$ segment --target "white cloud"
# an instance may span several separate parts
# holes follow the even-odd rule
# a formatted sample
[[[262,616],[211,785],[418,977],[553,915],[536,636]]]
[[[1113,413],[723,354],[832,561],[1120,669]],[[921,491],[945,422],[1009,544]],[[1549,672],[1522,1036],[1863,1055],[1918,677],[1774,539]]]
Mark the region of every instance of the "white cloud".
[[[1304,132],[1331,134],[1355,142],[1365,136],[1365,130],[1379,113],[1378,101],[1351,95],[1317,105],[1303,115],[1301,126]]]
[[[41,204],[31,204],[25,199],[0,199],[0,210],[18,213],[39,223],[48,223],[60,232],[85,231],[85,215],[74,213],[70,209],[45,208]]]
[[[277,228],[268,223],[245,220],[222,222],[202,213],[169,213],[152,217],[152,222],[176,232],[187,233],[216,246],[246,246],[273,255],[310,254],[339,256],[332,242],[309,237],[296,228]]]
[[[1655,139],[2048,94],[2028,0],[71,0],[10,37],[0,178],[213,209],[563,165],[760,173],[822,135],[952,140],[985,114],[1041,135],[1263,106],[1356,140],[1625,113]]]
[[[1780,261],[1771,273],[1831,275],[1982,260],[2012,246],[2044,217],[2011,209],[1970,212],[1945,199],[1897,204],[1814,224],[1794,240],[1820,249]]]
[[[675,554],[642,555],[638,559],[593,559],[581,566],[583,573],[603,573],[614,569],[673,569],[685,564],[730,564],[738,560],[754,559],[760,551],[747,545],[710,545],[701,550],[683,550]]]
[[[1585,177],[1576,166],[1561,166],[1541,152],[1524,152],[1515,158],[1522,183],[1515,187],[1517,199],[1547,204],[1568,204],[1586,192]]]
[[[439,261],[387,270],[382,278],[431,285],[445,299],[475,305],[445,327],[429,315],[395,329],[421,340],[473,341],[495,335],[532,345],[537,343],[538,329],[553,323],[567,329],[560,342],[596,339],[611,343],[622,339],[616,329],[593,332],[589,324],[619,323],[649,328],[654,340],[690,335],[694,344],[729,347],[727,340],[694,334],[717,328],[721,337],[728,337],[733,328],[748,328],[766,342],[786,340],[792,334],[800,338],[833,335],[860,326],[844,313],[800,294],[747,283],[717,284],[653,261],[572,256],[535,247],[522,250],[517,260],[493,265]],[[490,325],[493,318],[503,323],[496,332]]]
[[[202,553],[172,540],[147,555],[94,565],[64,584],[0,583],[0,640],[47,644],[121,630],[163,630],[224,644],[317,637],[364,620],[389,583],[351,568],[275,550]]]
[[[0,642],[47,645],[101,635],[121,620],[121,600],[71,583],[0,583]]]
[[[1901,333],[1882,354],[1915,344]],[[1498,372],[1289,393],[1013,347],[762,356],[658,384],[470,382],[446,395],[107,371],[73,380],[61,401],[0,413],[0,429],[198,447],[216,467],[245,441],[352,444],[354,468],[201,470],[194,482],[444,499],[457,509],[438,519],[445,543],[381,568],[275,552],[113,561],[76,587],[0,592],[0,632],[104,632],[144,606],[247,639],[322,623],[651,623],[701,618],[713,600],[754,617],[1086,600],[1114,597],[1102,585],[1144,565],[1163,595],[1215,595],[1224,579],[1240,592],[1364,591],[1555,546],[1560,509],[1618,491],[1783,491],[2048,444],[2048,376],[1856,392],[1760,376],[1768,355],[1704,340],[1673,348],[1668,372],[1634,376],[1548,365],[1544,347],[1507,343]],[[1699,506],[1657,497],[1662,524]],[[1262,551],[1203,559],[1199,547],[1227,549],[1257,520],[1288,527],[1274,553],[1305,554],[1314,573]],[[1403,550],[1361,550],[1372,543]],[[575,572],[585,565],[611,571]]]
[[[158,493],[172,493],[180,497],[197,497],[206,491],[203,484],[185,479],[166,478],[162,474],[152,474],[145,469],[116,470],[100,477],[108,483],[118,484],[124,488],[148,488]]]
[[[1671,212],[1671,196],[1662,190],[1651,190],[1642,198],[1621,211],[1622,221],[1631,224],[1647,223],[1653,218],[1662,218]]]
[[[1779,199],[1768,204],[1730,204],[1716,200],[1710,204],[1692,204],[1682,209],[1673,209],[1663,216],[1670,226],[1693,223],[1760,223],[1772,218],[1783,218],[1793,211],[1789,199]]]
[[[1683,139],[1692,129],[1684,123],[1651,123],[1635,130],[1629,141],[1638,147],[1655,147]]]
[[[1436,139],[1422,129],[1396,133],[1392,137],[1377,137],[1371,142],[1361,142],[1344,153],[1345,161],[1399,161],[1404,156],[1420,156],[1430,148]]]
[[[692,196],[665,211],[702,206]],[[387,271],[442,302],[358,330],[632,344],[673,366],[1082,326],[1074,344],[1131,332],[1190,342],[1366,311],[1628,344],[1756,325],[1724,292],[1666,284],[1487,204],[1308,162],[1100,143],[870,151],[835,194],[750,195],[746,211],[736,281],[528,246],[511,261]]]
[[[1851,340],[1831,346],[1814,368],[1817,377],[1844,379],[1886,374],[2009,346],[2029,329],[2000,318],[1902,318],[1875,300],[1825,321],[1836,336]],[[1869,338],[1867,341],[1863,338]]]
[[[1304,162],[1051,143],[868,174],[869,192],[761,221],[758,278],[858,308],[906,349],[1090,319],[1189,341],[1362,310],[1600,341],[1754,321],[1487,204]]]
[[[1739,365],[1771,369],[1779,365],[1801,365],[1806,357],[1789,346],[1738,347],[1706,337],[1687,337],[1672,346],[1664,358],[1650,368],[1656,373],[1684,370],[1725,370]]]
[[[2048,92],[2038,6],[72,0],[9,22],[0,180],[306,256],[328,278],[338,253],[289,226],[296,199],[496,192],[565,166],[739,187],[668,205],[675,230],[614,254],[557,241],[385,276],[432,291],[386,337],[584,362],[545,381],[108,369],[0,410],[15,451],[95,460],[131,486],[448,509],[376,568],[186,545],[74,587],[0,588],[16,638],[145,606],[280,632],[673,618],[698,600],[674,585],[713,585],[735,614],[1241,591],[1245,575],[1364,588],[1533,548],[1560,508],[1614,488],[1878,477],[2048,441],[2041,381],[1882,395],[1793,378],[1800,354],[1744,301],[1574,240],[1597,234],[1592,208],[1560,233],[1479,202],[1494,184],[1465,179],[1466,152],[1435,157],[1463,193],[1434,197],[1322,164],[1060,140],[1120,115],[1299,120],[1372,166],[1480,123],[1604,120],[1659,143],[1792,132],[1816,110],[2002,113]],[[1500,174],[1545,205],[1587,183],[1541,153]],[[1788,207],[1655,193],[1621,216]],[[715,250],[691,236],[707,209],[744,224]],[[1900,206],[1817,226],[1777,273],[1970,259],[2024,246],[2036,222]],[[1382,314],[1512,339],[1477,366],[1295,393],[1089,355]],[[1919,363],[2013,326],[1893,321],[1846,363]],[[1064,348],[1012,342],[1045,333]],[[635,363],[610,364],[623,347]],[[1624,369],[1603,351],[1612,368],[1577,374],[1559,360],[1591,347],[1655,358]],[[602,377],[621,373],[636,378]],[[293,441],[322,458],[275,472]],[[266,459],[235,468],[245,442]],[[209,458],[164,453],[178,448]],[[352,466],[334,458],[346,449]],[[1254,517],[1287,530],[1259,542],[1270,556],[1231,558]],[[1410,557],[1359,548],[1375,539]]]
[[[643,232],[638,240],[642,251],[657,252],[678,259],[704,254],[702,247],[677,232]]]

---

All entries above are to be copied exactly, with none left out.

SOLUTION FOR THIS TASK:
$ segment --target "white cloud"
# an instance may span several separate parts
# holes follow the even-odd rule
# a formatted sample
[[[262,616],[211,785],[418,977],[553,915],[536,636]]]
[[[1113,413],[723,354],[832,561],[1120,669]],[[921,491],[945,422],[1009,544]],[[1549,672],[1522,1036],[1863,1055],[1918,677],[1774,539]]]
Mark the region of every instance of the "white cloud".
[[[1304,132],[1331,134],[1355,142],[1365,136],[1365,130],[1379,113],[1378,101],[1351,95],[1317,105],[1303,115],[1301,126]]]
[[[41,204],[31,204],[25,199],[0,199],[0,210],[18,213],[39,223],[48,223],[60,232],[85,231],[85,215],[74,213],[70,209],[45,208]]]
[[[277,228],[268,223],[245,220],[222,222],[202,213],[169,213],[152,217],[152,222],[176,232],[187,233],[216,246],[246,246],[273,255],[310,254],[339,256],[332,242],[309,237],[296,228]]]
[[[1655,139],[2048,94],[2028,0],[71,0],[10,37],[0,178],[213,209],[563,165],[760,173],[822,135],[952,140],[985,114],[1041,135],[1263,106],[1356,140],[1625,113]]]
[[[1780,261],[1771,273],[1831,275],[1982,260],[2012,246],[2044,217],[2011,209],[1970,212],[1945,199],[1897,204],[1814,224],[1794,240],[1820,249]]]
[[[675,554],[642,555],[638,559],[593,559],[581,566],[583,573],[603,573],[614,569],[673,569],[685,564],[730,564],[738,560],[754,559],[760,551],[747,545],[710,545],[701,550],[683,550]]]
[[[1585,177],[1576,166],[1561,166],[1541,152],[1524,152],[1515,158],[1522,183],[1515,187],[1517,199],[1547,204],[1568,204],[1586,192]]]
[[[439,261],[387,270],[382,278],[431,285],[445,299],[475,305],[445,327],[429,315],[395,329],[421,340],[473,341],[495,335],[532,345],[537,343],[538,329],[553,323],[567,329],[560,342],[596,339],[611,343],[622,339],[616,329],[593,332],[589,324],[619,323],[649,328],[654,340],[690,335],[694,344],[729,347],[727,340],[694,334],[717,328],[721,337],[728,337],[733,328],[748,328],[766,342],[786,340],[792,334],[800,338],[833,335],[860,326],[844,313],[800,294],[747,283],[717,284],[653,261],[572,256],[535,247],[522,250],[517,260],[493,265]],[[490,325],[493,318],[503,323],[496,332]]]
[[[202,553],[172,540],[147,555],[94,565],[64,584],[0,583],[0,640],[47,644],[121,630],[163,630],[224,644],[317,637],[364,620],[389,583],[351,568],[275,550]]]
[[[0,642],[47,645],[101,635],[121,620],[121,600],[71,583],[0,583]]]
[[[1901,333],[1882,354],[1915,344]],[[1498,372],[1289,393],[1013,347],[762,356],[658,384],[470,382],[446,395],[107,371],[73,380],[61,401],[0,413],[0,429],[198,447],[216,467],[245,441],[352,444],[354,468],[201,470],[194,482],[444,499],[457,509],[438,519],[445,543],[381,568],[275,552],[113,561],[76,587],[0,592],[0,632],[104,632],[144,606],[247,639],[322,623],[651,623],[701,618],[713,600],[754,617],[1086,600],[1114,597],[1102,585],[1144,565],[1163,595],[1215,595],[1224,579],[1240,592],[1364,591],[1555,546],[1560,509],[1618,491],[1783,491],[2048,444],[2048,376],[1856,392],[1760,376],[1768,355],[1704,340],[1673,348],[1668,372],[1634,376],[1548,365],[1544,347],[1507,343]],[[1699,506],[1657,497],[1662,524]],[[1262,551],[1203,559],[1199,547],[1227,549],[1257,520],[1288,527],[1274,553],[1305,554],[1314,573]],[[1403,550],[1361,550],[1372,543]],[[575,572],[585,565],[611,571]]]
[[[158,493],[172,493],[180,497],[197,497],[206,491],[203,484],[185,479],[166,478],[162,474],[152,474],[145,469],[116,470],[100,477],[108,483],[118,484],[124,488],[148,488]]]
[[[1671,212],[1671,196],[1662,190],[1651,190],[1642,198],[1621,211],[1622,221],[1631,224],[1647,223],[1653,218],[1662,218]]]
[[[1779,199],[1768,204],[1730,204],[1716,200],[1710,204],[1692,204],[1682,209],[1673,209],[1663,216],[1670,226],[1693,223],[1760,223],[1772,218],[1783,218],[1793,211],[1789,199]]]
[[[1683,139],[1692,129],[1684,123],[1651,123],[1635,130],[1629,141],[1638,147],[1655,147]]]
[[[1436,139],[1422,129],[1396,133],[1392,137],[1377,137],[1371,142],[1361,142],[1344,153],[1345,161],[1399,161],[1404,156],[1420,156],[1430,148]]]
[[[692,196],[665,211],[702,206]],[[387,271],[442,302],[358,330],[632,344],[673,366],[1082,326],[1074,344],[1131,332],[1190,342],[1366,311],[1628,344],[1756,325],[1724,292],[1666,284],[1487,204],[1308,162],[1100,143],[870,151],[835,194],[750,195],[746,211],[736,281],[528,246],[511,261]]]
[[[1851,340],[1831,346],[1814,368],[1817,377],[1844,379],[1886,374],[2009,346],[2029,329],[2000,318],[1902,318],[1875,300],[1825,321],[1836,336]],[[1869,338],[1867,341],[1863,338]]]
[[[1304,162],[1051,143],[868,174],[869,192],[761,221],[758,278],[858,308],[906,349],[1090,319],[1189,341],[1362,310],[1600,341],[1754,321],[1487,204]]]
[[[1739,365],[1771,369],[1779,365],[1801,365],[1806,357],[1789,346],[1738,347],[1706,337],[1687,337],[1672,346],[1664,358],[1650,368],[1656,373],[1684,370],[1725,370]]]
[[[2048,92],[2038,6],[72,0],[9,22],[0,180],[306,256],[328,278],[338,253],[289,226],[296,199],[496,192],[565,166],[739,187],[668,205],[675,230],[614,254],[557,241],[385,276],[432,291],[386,337],[584,362],[545,381],[108,369],[0,410],[15,451],[95,460],[131,486],[448,509],[376,568],[186,545],[74,587],[0,588],[16,638],[145,606],[280,632],[673,618],[698,600],[674,585],[713,585],[735,614],[1241,591],[1245,575],[1364,588],[1533,548],[1560,508],[1614,488],[1878,477],[2048,441],[2041,381],[1882,395],[1793,378],[1800,354],[1744,301],[1574,240],[1597,234],[1592,208],[1560,233],[1479,202],[1494,184],[1465,179],[1466,152],[1435,157],[1463,193],[1434,197],[1322,164],[1060,140],[1120,115],[1299,120],[1372,166],[1480,123],[1604,120],[1659,143],[1792,132],[1816,110],[2002,113]],[[1500,174],[1545,205],[1587,183],[1541,153]],[[1788,207],[1655,193],[1621,216]],[[715,250],[691,236],[707,209],[744,224]],[[1900,206],[1817,226],[1777,273],[1970,259],[2024,246],[2036,222]],[[1382,314],[1512,339],[1477,366],[1295,393],[1089,355]],[[1919,363],[2013,326],[1893,321],[1846,363]],[[1064,348],[1012,342],[1045,333]],[[635,363],[610,364],[623,347]],[[1624,369],[1603,351],[1612,368],[1577,374],[1559,360],[1591,347],[1655,358]],[[602,377],[621,373],[636,378]],[[293,441],[322,458],[275,472]],[[266,459],[235,468],[245,442]],[[209,458],[164,453],[178,448]],[[352,466],[334,458],[346,449]],[[1254,517],[1287,530],[1259,542],[1270,556],[1231,558]],[[1410,557],[1359,548],[1375,539]]]
[[[643,232],[638,240],[642,251],[657,252],[678,259],[704,254],[702,247],[677,232]]]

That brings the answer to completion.